■ **DATA PROVIDED**:
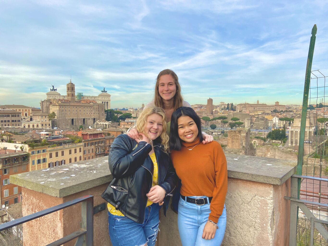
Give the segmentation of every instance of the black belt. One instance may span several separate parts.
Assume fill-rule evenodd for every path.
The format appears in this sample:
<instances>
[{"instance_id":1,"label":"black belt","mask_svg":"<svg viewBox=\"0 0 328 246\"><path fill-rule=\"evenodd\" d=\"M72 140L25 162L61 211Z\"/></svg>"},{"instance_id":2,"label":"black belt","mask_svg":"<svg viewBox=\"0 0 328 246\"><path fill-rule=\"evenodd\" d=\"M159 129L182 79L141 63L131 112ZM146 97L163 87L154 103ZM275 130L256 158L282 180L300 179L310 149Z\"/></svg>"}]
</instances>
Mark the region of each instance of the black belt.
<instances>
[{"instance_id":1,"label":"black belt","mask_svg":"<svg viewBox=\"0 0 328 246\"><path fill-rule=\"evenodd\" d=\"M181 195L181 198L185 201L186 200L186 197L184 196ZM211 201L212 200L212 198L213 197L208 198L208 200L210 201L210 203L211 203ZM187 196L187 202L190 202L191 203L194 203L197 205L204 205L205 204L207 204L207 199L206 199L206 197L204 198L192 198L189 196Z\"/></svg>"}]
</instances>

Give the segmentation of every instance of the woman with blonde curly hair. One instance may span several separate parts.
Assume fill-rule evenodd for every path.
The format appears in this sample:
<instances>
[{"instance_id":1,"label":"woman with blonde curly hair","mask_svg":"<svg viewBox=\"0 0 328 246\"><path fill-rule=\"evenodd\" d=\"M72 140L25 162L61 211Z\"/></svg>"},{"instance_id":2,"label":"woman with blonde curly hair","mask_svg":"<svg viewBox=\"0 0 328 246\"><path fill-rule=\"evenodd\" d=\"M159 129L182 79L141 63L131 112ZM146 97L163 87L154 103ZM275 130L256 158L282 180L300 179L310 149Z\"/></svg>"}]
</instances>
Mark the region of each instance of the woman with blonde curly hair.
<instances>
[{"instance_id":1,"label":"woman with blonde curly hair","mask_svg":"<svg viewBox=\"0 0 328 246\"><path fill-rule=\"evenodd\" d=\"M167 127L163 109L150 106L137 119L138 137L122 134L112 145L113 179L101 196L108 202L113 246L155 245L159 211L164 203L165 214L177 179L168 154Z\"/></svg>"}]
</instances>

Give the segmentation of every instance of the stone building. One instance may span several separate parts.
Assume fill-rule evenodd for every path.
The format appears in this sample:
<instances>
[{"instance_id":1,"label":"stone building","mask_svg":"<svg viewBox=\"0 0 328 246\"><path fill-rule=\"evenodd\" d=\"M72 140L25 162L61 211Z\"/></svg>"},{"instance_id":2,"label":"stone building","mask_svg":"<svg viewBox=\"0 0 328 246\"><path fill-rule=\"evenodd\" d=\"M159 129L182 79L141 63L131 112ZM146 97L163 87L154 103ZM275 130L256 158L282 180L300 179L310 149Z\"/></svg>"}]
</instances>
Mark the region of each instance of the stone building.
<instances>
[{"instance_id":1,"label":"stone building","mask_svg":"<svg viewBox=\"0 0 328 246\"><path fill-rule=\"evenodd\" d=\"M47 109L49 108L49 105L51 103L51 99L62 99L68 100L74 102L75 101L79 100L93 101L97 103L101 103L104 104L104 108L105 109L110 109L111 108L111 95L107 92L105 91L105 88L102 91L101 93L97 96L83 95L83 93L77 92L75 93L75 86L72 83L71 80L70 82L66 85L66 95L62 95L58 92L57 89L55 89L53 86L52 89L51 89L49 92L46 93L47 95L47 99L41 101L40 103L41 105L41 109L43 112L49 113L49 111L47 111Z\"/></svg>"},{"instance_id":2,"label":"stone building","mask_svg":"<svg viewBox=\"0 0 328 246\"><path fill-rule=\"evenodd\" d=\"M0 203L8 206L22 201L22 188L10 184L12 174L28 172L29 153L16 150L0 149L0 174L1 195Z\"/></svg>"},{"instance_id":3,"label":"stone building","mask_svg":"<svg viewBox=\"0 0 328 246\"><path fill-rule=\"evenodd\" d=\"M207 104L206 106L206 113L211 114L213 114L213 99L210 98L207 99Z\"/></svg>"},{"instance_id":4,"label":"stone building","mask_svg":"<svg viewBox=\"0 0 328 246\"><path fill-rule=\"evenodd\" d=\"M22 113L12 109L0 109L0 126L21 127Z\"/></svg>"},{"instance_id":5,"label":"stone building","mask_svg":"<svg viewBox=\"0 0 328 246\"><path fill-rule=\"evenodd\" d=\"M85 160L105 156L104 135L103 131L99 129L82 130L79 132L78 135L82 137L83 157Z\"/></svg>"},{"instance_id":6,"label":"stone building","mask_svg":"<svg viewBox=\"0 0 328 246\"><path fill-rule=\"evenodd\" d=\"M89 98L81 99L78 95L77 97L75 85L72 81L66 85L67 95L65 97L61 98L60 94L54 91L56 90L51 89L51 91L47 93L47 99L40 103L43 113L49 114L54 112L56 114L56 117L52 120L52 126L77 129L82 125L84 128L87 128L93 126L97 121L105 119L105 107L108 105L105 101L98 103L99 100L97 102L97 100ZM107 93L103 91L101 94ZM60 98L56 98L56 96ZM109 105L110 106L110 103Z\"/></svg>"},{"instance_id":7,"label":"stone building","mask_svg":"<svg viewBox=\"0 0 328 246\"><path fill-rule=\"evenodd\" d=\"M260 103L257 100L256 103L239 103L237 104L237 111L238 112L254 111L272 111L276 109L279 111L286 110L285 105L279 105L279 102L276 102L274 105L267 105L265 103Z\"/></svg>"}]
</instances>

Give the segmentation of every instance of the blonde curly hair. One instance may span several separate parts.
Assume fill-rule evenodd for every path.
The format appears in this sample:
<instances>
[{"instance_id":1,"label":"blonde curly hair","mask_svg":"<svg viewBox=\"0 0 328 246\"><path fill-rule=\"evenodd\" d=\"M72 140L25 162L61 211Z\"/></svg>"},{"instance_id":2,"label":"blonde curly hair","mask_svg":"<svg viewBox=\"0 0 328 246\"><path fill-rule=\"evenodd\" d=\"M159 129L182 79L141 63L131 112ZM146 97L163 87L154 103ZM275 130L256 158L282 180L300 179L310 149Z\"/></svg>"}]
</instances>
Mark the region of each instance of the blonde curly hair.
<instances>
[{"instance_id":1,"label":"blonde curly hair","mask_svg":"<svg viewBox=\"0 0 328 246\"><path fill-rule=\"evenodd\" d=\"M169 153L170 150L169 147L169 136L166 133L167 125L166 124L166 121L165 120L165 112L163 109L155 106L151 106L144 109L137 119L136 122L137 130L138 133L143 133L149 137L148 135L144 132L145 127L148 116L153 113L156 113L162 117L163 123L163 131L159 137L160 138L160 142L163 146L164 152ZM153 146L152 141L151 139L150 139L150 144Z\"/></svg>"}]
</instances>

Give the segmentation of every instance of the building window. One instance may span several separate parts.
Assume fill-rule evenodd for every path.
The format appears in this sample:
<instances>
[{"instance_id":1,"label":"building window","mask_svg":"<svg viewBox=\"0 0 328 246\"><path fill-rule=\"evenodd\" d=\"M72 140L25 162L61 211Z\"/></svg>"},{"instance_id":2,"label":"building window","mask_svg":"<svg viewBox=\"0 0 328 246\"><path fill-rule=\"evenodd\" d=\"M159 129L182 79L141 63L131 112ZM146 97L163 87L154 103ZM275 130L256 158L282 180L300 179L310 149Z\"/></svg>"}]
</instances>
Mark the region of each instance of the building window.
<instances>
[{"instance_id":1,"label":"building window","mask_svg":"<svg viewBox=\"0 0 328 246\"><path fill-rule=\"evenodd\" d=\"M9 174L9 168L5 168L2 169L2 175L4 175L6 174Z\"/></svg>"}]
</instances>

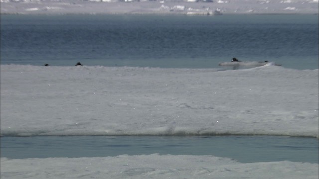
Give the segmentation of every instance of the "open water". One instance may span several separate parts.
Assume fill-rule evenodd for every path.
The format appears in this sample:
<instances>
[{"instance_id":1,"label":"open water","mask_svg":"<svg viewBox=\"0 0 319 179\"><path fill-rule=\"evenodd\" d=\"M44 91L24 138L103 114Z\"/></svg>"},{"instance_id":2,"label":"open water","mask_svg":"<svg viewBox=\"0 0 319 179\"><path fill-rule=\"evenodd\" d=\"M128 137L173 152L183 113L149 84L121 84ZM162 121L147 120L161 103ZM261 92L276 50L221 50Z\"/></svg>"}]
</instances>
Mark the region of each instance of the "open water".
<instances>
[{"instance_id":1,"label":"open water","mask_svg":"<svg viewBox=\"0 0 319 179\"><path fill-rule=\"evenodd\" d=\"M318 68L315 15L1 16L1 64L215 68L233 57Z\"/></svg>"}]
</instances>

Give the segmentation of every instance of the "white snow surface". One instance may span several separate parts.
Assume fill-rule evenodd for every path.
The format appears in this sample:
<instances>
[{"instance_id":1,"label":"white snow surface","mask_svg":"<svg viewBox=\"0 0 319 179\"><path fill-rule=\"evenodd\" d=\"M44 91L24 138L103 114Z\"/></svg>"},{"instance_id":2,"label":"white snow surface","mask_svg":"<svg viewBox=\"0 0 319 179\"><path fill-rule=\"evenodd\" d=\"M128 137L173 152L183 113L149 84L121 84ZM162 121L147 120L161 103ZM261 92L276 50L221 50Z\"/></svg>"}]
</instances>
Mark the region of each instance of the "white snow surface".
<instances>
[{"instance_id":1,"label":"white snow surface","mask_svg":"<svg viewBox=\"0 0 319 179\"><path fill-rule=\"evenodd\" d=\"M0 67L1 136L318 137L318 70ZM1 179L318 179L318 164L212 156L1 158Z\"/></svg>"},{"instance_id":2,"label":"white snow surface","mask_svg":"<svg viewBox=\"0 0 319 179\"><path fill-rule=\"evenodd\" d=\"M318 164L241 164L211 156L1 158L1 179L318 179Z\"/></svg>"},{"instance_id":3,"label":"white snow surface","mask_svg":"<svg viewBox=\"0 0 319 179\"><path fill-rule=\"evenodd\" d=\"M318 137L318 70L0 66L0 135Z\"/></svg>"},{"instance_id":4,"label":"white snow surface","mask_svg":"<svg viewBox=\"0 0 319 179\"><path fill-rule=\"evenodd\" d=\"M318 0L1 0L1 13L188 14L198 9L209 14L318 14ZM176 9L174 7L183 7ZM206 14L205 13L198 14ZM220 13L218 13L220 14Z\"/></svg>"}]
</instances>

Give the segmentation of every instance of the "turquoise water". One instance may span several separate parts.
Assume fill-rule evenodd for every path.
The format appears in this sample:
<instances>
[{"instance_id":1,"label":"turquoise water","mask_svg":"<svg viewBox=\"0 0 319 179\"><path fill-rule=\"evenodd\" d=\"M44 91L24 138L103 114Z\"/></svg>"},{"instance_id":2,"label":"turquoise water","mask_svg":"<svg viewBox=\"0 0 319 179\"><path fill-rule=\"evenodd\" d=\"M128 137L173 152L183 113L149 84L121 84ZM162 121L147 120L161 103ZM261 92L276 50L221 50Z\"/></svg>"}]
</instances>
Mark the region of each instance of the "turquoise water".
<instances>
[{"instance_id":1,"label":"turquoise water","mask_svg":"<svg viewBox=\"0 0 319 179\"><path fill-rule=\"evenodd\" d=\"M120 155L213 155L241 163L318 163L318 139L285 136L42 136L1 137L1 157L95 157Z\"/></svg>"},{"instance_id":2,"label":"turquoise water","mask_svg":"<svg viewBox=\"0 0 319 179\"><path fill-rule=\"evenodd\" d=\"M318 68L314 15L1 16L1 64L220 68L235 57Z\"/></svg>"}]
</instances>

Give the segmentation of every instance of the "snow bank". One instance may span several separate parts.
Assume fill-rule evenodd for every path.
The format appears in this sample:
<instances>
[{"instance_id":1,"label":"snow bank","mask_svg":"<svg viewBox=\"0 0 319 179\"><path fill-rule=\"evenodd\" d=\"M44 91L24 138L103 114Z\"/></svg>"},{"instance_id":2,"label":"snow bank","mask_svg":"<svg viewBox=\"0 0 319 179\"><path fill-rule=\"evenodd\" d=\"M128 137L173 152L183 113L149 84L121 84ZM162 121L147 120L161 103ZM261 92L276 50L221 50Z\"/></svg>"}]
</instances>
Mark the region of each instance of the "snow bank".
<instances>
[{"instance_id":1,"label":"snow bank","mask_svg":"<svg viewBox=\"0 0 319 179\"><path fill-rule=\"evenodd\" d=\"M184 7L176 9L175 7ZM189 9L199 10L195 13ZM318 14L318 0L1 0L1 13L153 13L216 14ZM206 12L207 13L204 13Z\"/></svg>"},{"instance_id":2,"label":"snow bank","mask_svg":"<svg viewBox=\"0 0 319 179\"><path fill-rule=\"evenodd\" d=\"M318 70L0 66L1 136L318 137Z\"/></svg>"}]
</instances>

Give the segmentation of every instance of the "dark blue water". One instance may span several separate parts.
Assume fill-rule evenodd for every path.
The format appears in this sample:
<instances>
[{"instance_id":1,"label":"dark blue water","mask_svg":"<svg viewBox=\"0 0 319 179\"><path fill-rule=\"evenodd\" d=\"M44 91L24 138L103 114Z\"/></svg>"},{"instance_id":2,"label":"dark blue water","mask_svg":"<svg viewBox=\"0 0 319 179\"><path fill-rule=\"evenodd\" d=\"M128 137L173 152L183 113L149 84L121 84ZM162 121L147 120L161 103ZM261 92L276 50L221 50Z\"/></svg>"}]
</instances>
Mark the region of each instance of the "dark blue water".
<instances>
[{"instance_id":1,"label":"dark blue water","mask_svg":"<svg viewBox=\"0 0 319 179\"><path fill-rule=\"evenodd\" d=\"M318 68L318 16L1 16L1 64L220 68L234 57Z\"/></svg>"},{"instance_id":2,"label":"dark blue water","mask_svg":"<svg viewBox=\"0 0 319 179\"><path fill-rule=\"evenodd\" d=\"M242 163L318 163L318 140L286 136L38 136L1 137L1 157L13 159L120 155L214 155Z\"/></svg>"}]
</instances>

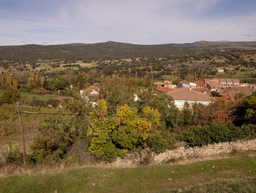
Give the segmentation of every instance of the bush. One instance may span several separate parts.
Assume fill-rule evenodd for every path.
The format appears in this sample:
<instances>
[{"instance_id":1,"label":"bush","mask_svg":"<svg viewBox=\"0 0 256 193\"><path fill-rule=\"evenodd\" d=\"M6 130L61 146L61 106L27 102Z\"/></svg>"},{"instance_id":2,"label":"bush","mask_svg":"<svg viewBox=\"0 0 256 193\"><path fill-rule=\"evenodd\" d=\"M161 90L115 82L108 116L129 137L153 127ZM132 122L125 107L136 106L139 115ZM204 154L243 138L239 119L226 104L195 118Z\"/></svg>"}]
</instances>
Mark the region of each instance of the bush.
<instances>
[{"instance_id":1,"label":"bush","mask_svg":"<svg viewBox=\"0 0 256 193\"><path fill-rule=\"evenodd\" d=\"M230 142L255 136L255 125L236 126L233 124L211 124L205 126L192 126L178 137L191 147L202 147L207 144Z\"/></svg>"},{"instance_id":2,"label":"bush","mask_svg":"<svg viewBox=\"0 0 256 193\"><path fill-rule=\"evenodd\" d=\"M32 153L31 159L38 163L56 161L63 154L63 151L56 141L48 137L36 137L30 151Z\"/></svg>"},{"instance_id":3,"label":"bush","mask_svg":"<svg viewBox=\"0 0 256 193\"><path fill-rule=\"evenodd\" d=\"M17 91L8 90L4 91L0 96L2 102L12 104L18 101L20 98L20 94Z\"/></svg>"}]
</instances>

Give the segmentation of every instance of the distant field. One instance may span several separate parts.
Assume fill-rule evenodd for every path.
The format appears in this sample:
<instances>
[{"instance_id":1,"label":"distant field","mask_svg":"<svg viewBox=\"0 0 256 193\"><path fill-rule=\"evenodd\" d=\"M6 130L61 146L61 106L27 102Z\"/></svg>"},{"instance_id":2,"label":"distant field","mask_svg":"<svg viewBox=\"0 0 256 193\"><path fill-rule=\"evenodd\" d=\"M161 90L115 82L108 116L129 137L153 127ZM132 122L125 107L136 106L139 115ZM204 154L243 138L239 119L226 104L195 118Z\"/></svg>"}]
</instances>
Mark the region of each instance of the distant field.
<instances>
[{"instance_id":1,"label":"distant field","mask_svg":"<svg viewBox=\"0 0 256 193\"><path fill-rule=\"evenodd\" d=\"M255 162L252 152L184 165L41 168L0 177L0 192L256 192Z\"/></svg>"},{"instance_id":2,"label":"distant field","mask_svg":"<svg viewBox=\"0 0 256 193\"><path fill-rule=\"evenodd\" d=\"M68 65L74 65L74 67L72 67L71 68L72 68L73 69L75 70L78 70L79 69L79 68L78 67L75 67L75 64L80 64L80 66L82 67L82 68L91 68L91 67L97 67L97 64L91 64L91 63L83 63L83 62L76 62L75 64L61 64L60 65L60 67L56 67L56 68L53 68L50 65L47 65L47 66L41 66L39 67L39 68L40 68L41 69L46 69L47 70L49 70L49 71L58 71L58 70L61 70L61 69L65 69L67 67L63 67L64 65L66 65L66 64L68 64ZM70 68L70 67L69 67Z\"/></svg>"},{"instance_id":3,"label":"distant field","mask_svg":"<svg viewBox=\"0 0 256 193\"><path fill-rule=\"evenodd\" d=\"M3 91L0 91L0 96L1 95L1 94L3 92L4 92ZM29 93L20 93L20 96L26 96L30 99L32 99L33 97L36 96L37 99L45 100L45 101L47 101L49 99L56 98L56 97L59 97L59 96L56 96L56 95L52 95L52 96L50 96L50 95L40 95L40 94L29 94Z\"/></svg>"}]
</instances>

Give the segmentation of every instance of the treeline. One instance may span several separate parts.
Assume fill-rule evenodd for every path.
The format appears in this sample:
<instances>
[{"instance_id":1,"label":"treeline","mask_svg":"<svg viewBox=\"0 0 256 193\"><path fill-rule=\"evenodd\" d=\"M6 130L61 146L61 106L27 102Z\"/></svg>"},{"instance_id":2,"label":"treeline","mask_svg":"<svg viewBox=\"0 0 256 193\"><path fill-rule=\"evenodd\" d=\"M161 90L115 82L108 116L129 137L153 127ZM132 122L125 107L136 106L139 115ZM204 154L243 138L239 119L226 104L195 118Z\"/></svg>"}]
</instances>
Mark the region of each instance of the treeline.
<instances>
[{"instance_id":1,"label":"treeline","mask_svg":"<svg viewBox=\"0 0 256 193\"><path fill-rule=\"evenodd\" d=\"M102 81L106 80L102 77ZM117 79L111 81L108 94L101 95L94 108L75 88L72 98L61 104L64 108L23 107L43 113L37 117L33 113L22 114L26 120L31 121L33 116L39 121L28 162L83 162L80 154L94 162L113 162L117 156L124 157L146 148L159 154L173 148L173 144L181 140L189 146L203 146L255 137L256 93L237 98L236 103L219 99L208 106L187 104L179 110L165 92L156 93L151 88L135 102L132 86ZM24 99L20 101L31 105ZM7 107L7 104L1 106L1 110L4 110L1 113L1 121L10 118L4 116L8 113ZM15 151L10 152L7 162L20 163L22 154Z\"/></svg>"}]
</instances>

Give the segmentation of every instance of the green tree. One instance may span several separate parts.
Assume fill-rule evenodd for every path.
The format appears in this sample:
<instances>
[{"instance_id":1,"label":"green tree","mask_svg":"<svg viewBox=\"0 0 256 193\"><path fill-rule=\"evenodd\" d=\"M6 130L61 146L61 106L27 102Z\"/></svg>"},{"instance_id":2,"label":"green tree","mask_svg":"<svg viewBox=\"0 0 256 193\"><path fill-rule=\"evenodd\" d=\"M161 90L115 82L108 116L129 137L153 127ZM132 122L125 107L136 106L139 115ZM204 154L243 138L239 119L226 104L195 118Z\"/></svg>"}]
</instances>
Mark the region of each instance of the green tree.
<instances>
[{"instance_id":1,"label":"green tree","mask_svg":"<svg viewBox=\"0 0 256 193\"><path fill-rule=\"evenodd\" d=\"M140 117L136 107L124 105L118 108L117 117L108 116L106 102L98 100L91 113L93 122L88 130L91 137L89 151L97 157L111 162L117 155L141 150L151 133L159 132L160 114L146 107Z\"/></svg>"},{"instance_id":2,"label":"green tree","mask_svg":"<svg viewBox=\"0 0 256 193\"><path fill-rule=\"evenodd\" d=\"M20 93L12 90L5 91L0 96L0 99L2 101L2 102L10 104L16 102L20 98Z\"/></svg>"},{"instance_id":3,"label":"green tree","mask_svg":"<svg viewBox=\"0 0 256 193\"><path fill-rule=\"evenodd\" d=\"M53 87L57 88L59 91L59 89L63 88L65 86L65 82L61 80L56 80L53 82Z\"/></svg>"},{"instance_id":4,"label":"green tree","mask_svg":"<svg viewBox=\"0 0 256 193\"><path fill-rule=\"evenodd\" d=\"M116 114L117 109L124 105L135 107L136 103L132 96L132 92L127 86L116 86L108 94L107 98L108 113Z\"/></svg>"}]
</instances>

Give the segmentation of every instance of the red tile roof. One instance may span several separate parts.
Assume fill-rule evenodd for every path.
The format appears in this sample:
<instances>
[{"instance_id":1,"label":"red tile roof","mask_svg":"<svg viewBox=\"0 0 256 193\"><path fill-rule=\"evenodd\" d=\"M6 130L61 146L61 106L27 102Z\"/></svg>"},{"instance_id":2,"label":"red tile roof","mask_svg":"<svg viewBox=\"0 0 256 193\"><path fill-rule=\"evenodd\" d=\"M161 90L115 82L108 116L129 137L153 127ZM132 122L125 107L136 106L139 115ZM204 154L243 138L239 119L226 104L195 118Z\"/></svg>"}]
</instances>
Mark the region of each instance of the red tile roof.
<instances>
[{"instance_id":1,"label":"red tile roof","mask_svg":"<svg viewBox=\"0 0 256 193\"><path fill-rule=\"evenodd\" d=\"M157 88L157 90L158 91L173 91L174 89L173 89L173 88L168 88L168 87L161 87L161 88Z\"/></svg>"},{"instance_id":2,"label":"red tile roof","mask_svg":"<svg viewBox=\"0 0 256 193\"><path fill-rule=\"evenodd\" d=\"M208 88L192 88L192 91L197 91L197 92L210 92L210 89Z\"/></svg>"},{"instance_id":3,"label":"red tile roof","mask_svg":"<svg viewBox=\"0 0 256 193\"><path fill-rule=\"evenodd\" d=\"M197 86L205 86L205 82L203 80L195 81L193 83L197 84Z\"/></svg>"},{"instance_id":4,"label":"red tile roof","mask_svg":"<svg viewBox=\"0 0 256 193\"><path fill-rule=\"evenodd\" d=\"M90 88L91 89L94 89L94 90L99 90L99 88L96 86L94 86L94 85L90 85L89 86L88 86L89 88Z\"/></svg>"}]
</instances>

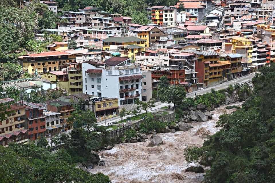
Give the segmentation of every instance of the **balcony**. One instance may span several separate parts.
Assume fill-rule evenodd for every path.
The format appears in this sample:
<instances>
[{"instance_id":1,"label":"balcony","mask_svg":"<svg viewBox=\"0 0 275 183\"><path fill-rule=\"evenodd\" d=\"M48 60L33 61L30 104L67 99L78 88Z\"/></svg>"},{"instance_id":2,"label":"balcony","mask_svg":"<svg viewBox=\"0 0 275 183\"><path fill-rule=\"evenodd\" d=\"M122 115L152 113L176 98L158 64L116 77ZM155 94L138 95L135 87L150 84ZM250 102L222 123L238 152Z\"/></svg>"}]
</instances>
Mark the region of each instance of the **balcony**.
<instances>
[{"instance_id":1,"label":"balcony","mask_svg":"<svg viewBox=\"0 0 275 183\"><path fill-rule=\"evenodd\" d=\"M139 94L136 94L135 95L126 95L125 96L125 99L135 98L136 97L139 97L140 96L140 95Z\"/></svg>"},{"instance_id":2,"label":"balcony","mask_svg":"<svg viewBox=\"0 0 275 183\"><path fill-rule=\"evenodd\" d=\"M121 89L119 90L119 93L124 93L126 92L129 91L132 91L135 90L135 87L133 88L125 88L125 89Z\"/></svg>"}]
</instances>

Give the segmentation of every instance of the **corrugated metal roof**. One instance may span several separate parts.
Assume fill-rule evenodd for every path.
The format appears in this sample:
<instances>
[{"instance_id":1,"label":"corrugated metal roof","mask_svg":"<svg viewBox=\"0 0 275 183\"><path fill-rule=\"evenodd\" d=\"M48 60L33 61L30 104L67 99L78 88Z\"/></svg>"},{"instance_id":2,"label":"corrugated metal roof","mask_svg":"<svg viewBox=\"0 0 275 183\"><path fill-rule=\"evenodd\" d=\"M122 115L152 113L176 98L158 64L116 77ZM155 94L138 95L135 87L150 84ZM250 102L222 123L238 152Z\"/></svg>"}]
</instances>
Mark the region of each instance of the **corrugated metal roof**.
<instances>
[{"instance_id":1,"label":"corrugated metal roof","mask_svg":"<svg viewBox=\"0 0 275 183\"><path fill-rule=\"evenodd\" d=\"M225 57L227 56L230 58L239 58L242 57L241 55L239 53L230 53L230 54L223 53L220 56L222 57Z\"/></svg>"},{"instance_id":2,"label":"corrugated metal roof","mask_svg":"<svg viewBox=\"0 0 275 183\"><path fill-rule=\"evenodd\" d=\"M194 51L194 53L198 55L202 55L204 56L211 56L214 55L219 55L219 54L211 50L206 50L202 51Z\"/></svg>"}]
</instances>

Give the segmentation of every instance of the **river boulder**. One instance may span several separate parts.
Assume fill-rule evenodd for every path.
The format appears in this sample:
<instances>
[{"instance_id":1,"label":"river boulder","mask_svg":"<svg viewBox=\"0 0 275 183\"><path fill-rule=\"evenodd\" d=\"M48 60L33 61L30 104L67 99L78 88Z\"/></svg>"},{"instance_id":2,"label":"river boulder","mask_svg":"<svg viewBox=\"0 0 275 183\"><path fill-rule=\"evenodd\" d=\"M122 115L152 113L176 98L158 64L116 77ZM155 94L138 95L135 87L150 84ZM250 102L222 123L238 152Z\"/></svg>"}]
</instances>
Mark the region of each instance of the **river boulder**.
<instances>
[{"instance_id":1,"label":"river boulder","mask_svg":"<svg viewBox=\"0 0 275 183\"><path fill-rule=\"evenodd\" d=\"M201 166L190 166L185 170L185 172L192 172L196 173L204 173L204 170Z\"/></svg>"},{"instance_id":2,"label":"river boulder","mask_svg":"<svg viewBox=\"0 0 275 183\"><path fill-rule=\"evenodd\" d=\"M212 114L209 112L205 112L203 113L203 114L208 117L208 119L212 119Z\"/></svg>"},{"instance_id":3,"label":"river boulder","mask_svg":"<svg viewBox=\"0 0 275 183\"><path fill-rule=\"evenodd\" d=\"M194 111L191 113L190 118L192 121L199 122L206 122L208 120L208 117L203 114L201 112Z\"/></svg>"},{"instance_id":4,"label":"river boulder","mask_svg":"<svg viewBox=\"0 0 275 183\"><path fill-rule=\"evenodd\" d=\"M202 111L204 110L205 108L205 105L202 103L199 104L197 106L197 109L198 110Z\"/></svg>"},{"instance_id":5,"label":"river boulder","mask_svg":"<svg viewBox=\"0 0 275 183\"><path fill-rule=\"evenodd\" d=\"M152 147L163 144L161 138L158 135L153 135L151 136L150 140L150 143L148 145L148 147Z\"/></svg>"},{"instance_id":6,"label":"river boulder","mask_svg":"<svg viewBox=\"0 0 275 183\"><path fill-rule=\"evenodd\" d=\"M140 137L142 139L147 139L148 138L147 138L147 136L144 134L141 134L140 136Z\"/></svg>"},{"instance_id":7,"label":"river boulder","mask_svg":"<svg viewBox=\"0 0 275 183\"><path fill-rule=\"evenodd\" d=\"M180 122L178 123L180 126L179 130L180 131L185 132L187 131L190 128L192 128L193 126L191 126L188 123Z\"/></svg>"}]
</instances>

■ **PROBLEM TO WORK ON**:
Pick out each line of the data above that contains the word "window", and copy those lines in full.

■ **EXERCISE OUTPUT**:
Give the segmentation of every instance of the building window. One instance may span several separate parts.
[{"instance_id":1,"label":"building window","mask_svg":"<svg viewBox=\"0 0 328 246\"><path fill-rule=\"evenodd\" d=\"M72 140L25 162L61 211Z\"/></svg>"},{"instance_id":2,"label":"building window","mask_svg":"<svg viewBox=\"0 0 328 246\"><path fill-rule=\"evenodd\" d=\"M159 129L182 79L141 63L131 112ZM146 97L163 87L154 103ZM275 130L256 158L282 180L300 179L310 149Z\"/></svg>"}]
Mark the region of each instance of the building window.
[{"instance_id":1,"label":"building window","mask_svg":"<svg viewBox=\"0 0 328 246\"><path fill-rule=\"evenodd\" d=\"M9 174L9 168L5 168L2 169L2 175L4 175L6 174Z\"/></svg>"}]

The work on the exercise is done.